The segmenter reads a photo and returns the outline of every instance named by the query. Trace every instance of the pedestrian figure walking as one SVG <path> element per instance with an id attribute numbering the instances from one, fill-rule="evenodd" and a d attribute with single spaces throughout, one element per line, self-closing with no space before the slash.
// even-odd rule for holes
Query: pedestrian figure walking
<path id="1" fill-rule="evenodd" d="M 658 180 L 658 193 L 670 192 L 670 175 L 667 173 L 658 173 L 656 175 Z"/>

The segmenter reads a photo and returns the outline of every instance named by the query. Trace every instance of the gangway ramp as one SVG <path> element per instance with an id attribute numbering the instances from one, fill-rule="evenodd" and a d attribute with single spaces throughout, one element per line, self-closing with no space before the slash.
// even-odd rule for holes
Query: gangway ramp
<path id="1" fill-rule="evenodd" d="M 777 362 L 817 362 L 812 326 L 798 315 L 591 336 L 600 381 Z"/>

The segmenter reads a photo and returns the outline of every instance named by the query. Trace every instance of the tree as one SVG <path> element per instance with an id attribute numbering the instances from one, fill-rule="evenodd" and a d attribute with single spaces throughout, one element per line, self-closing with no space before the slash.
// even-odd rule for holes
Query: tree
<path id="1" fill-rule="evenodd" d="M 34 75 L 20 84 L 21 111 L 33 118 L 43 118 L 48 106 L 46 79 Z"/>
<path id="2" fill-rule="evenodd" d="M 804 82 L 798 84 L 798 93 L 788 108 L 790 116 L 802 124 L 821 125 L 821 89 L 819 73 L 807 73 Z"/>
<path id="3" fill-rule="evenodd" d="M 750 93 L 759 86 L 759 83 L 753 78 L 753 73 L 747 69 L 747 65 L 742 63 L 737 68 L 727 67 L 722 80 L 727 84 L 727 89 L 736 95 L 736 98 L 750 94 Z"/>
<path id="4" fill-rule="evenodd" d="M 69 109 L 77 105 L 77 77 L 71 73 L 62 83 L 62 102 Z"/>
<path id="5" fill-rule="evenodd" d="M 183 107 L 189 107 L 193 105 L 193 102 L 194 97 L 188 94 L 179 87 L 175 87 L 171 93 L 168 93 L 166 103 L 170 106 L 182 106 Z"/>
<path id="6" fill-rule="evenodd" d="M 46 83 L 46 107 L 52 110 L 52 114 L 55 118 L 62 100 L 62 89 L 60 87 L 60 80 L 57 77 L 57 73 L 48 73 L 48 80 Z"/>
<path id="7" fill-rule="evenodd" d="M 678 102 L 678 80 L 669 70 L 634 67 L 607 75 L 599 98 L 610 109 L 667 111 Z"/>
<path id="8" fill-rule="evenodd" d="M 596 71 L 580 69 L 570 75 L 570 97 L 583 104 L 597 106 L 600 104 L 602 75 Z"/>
- - -
> [Aim] Reproduce every line above, character for character, with nothing added or left out.

> [In response]
The segmenter reads a photo and returns the outline of every instance named by the query. Trace every instance of the pedestrian figure walking as one SVG <path> element per instance with an id attribute numbering the instances from one, fill-rule="evenodd" and a d attribute with single spaces throughout, one element per line, self-closing with no space before the slash.
// even-odd rule for holes
Query: pedestrian figure walking
<path id="1" fill-rule="evenodd" d="M 658 180 L 658 193 L 670 192 L 670 175 L 667 173 L 658 173 L 656 175 Z"/>

The segmenter reads a photo and returns the outline of every instance named by the query. Trace every instance of the gangway ramp as one SVG <path> element per instance with an id attribute numbering the instances from one, fill-rule="evenodd" and a d attribute with single spaces throughout, one element per line, self-closing with no space before the slash.
// even-odd rule for holes
Query: gangway ramp
<path id="1" fill-rule="evenodd" d="M 777 362 L 817 362 L 812 326 L 798 315 L 591 336 L 600 381 Z"/>

The segmenter reads a photo and returns the outline of every instance named by the query. Trace every instance of the tree as one SVG <path> element per instance with an id attribute numbering the instances from one, fill-rule="evenodd" and a d attribute with single spaces throughout, one element per line, self-closing with no space before the slash.
// even-odd rule for holes
Query: tree
<path id="1" fill-rule="evenodd" d="M 34 75 L 20 84 L 21 111 L 33 118 L 43 118 L 48 106 L 46 79 Z"/>
<path id="2" fill-rule="evenodd" d="M 804 82 L 798 84 L 798 93 L 788 108 L 790 116 L 802 124 L 821 125 L 821 89 L 819 73 L 807 73 Z"/>
<path id="3" fill-rule="evenodd" d="M 750 93 L 759 86 L 759 83 L 753 78 L 753 73 L 747 69 L 747 65 L 742 63 L 737 68 L 727 67 L 722 80 L 727 84 L 727 89 L 736 95 L 736 98 L 750 94 Z"/>
<path id="4" fill-rule="evenodd" d="M 69 109 L 77 105 L 77 77 L 71 73 L 62 83 L 62 102 Z"/>
<path id="5" fill-rule="evenodd" d="M 183 107 L 189 107 L 193 105 L 193 102 L 194 97 L 188 94 L 179 87 L 175 87 L 171 93 L 168 93 L 166 103 L 170 106 L 182 106 Z"/>
<path id="6" fill-rule="evenodd" d="M 46 83 L 46 107 L 52 110 L 52 114 L 55 118 L 62 100 L 62 89 L 60 87 L 60 80 L 57 77 L 57 73 L 48 73 L 48 80 Z"/>
<path id="7" fill-rule="evenodd" d="M 678 102 L 678 80 L 669 70 L 634 67 L 607 75 L 599 98 L 610 109 L 667 111 Z"/>
<path id="8" fill-rule="evenodd" d="M 596 71 L 580 69 L 570 75 L 570 97 L 583 104 L 597 106 L 600 104 L 602 75 Z"/>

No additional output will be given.